SELECTED PASSAGE =>
^^^^
Yeah, maybe you’d think people who want to make money would look at what’s working and do that, not what worked a half century ago. But the fact is that people can’t see outside their cultures. Culture is the universe. And the culture of the people who still have an icy grip on City Hall is the worldview of comb-overed, burnt-orange, white-goggle-eyed, pumpkin-faced Trumponians. Nothing personal.

Ten years from now Dallas will no longer be in their grip. The city by then will be run by people like Angela Hunt, Scott Griggs,  Philip Kingston, Adam Medrano,  Mark Clayton, Adam McGough — wow, I’m out of breath — a totally different generation leaders with a completely new culture, already becoming numerous and influential, soon to take control. And they’re going to have great mountains of crap left in their way by the Trumponians.

Not just Tanning-Salon-World in the Southwest corner. It’s clear by now that no matter what they say the old leadership will not leave the house without having nailed down some kind of toll road along the Trinity River. In fact the toll road probably is a necessary adjunct of Tanning-Salon-World, although I don’t think I could stand to sit through an explanation.
^^^^
SUPPLIED DATA =>

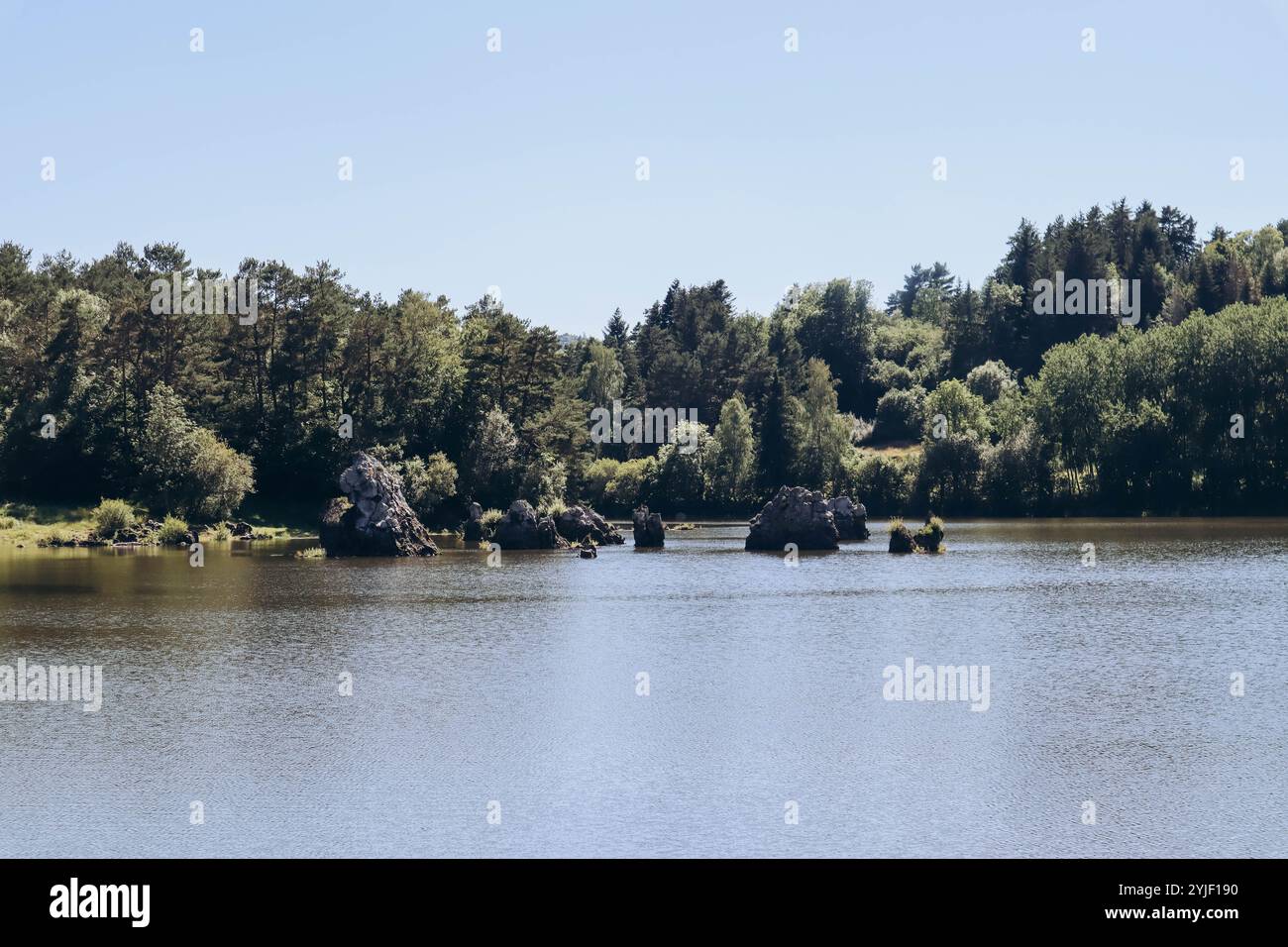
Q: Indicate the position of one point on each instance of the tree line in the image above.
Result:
(949, 397)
^^^^
EXERCISE SET =>
1. Retype the part of the Dallas column that opens with the words containing "Yeah, maybe you’d" and closes with "pumpkin-faced Trumponians. Nothing personal.".
2. Summarize the Dallas column in two sentences.
These lines come from a separate source unrelated to the Dallas column.

RESULTS OF THE TASKS =>
1.
Yeah, maybe you’d think people who want to make money would look at what’s working and do that, not what worked a half century ago. But the fact is that people can’t see outside their cultures. Culture is the universe. And the culture of the people who still have an icy grip on City Hall is the worldview of comb-overed, burnt-orange, white-goggle-eyed, pumpkin-faced Trumponians. Nothing personal.

2. The writer argues that the old leadership still gripping Dallas City Hall cannot see outside its own culture, which the writer labels the worldview of Trumponians. Within ten years, the writer predicts, a new generation of leaders such as Angela Hunt and Scott Griggs will take control, but they will face obstacles left by the old guard, including a toll road along the Trinity River that it insists on securing.